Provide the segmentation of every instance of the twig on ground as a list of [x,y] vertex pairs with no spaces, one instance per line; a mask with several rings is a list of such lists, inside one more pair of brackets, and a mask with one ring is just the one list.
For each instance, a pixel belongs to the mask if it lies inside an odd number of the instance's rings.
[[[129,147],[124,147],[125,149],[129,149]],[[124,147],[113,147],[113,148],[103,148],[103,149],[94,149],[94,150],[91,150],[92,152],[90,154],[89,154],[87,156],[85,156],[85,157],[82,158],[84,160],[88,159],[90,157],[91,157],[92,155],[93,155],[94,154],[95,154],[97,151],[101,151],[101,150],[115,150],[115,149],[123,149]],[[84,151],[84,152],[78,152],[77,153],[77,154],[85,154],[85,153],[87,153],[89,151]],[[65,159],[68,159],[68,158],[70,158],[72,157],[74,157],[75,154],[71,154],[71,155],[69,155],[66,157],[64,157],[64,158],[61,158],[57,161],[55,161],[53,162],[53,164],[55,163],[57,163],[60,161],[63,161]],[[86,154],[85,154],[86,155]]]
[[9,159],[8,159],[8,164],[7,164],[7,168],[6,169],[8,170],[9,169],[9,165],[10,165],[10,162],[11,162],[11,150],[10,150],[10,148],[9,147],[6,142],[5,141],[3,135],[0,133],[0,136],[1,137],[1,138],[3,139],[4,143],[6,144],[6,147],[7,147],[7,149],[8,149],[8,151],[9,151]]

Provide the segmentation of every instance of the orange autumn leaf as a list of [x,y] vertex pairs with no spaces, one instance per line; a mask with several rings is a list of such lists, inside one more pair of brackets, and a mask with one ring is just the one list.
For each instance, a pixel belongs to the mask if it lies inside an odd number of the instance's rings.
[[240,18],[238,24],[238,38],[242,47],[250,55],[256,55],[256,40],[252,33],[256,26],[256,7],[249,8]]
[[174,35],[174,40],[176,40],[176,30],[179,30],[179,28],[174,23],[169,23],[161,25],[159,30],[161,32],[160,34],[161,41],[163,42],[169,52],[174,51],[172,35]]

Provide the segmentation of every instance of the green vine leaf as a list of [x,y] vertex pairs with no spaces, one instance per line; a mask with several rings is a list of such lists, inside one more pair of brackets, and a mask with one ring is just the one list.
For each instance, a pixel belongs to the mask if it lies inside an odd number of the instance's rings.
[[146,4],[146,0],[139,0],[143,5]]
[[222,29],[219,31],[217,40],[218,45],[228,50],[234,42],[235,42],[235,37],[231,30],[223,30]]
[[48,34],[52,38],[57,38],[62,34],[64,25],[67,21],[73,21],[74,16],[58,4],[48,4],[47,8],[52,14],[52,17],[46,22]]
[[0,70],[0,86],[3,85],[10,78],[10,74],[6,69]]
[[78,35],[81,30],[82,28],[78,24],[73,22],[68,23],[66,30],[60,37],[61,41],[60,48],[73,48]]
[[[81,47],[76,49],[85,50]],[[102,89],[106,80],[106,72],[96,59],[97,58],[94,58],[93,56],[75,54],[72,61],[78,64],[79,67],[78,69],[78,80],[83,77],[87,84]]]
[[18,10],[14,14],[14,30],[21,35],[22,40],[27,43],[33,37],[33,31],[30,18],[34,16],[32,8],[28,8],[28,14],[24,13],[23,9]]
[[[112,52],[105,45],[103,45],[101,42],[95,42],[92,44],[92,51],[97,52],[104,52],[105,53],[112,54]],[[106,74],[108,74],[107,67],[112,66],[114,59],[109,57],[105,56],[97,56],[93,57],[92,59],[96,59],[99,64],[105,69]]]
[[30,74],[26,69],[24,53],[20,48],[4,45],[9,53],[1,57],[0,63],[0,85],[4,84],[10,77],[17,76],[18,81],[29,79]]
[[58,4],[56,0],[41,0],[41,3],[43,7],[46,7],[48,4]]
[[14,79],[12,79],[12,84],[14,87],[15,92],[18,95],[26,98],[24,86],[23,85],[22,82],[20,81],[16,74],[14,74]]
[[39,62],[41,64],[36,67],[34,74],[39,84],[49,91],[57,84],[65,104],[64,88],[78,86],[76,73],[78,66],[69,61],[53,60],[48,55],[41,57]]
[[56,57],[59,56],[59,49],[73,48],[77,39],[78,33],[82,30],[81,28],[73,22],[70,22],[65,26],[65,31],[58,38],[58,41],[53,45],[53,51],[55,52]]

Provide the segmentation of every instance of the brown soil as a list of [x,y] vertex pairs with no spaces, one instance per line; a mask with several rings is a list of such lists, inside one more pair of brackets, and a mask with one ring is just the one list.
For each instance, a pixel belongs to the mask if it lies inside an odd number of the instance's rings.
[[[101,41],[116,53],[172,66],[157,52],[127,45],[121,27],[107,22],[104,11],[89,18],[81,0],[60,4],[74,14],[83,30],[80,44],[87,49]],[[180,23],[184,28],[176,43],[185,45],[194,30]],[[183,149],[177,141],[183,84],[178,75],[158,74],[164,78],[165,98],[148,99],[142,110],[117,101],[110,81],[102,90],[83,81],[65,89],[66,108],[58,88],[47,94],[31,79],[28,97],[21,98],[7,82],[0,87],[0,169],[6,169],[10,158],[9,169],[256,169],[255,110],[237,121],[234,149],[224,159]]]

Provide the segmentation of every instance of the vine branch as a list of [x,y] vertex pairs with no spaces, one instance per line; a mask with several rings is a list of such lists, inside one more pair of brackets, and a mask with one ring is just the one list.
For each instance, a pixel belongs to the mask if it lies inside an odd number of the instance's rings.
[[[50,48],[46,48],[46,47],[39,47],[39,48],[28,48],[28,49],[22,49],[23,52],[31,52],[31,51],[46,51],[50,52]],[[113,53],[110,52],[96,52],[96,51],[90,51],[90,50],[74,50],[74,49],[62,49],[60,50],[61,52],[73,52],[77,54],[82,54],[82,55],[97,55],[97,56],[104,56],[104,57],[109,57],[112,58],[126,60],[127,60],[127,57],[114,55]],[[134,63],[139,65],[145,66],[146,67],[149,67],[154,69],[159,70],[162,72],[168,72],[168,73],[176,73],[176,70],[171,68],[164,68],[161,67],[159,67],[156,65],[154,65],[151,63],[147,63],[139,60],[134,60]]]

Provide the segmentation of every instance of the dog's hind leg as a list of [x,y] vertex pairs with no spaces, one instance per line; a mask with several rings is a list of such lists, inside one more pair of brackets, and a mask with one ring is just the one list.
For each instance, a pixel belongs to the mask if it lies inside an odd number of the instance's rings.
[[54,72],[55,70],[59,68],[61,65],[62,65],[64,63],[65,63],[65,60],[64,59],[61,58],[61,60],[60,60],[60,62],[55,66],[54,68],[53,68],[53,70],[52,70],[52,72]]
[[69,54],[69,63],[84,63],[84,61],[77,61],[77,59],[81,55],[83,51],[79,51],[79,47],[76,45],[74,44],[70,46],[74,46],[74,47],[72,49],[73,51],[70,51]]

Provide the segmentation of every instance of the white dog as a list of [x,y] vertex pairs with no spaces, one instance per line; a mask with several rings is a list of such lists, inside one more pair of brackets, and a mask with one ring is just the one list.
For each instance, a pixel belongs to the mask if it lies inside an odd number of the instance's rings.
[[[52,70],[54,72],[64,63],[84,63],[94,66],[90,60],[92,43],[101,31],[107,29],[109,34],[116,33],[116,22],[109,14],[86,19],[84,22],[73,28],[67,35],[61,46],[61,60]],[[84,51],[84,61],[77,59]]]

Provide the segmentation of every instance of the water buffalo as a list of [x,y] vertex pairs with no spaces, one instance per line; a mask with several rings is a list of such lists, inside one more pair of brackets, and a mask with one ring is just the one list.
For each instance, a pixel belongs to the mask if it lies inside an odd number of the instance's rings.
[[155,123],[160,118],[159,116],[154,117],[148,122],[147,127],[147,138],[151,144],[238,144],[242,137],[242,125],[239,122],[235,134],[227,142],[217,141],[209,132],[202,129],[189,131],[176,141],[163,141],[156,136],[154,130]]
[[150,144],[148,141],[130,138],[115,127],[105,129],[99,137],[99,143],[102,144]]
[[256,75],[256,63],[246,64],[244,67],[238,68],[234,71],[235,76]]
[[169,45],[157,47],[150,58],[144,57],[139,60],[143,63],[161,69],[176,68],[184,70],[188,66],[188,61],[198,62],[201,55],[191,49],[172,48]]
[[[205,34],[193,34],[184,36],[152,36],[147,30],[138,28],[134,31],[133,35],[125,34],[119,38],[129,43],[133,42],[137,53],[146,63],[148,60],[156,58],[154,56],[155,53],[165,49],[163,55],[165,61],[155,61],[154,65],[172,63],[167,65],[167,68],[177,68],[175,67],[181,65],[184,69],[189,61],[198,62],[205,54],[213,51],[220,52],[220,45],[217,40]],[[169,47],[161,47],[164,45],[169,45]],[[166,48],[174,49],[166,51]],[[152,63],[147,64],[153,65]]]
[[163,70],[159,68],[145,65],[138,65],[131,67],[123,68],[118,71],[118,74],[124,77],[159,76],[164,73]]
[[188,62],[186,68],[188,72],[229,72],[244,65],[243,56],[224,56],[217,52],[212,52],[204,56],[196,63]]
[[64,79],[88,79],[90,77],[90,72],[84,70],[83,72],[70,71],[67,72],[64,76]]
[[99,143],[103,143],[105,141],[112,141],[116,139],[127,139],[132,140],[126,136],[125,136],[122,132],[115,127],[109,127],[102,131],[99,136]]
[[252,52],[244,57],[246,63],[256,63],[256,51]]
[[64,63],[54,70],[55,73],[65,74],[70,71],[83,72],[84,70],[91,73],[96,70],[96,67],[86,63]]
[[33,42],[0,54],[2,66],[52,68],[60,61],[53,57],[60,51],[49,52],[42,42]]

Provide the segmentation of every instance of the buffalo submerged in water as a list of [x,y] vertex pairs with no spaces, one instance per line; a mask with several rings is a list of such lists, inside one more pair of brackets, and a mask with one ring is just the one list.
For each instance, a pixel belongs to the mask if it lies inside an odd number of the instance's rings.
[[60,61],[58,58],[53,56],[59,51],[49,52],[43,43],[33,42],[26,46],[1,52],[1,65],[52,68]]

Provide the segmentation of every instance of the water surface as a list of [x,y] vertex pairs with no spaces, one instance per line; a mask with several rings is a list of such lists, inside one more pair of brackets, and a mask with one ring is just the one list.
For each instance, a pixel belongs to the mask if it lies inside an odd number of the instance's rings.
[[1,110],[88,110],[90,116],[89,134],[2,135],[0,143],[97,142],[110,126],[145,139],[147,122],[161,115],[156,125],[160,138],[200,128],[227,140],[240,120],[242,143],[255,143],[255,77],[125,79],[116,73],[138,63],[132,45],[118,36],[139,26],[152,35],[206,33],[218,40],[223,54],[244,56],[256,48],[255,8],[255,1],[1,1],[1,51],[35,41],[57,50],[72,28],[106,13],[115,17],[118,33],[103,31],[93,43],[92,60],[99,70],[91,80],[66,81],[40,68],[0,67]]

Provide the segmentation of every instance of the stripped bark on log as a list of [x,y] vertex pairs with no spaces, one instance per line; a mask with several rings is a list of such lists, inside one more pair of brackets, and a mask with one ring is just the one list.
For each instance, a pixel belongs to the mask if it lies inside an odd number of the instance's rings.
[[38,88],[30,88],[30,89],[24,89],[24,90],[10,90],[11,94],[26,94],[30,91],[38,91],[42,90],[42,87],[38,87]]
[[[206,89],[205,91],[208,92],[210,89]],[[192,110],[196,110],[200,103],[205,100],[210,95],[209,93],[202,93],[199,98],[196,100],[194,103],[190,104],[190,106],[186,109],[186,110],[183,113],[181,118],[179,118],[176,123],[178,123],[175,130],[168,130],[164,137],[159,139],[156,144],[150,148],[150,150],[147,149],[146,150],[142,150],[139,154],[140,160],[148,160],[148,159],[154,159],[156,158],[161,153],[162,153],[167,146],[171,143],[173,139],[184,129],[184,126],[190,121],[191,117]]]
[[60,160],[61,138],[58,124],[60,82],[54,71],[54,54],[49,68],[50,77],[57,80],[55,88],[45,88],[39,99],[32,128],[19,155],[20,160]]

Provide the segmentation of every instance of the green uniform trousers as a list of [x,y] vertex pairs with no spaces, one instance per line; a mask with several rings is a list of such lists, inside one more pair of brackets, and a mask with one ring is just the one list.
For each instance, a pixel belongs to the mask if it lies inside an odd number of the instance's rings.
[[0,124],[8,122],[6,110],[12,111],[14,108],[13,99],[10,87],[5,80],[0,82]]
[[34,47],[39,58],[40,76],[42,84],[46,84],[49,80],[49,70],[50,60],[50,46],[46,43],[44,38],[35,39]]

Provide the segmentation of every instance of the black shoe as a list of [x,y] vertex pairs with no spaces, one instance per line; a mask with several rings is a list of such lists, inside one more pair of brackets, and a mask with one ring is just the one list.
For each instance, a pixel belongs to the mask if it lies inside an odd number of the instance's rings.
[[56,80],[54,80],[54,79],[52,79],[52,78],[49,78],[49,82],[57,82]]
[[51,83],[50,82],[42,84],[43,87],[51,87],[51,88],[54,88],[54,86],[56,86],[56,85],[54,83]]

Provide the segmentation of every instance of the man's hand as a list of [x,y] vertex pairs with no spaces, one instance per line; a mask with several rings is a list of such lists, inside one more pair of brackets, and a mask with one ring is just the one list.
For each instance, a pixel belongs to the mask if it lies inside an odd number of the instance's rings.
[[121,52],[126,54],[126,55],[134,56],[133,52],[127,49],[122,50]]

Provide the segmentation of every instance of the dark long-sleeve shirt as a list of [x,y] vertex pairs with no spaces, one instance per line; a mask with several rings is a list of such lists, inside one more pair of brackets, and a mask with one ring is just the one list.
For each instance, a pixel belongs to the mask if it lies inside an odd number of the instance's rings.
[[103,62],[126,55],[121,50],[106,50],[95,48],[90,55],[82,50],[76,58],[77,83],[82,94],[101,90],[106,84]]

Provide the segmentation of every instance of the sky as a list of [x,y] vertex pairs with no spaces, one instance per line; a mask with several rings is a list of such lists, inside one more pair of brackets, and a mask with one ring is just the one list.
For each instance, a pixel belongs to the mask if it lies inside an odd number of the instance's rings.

#### [SET EXERCISE]
What are the lines from the one with "Provide the segmentation of every instance of the dark" through the last line of the records above? Quote them exactly and add nothing.

#### [WRITTEN RESPONSE]
Provide the segmentation of every instance of the dark long-sleeve shirt as a list of [x,y] vertex pairs with no spaces, one instance per line; a mask with several rings is a list of such lists, inside one more pair of brackets, and a mask with one ring is just the one list.
For each instance, a pixel belongs to the mask if it lies inside an odd number of the instance's rings.
[[103,62],[126,55],[121,50],[106,50],[95,48],[90,55],[82,50],[76,58],[77,83],[82,94],[101,90],[106,84]]

Provide the segmentation of every instance of the sky as a list of [x,y] vertex pairs with no spaces, one instance per line; a mask with several rings is a list of such lists, inside one more pair of brackets, and a mask with one ring is just the one list.
For each instance, a pixel belongs to the mask if it lies inside an odd number of the instance's rings.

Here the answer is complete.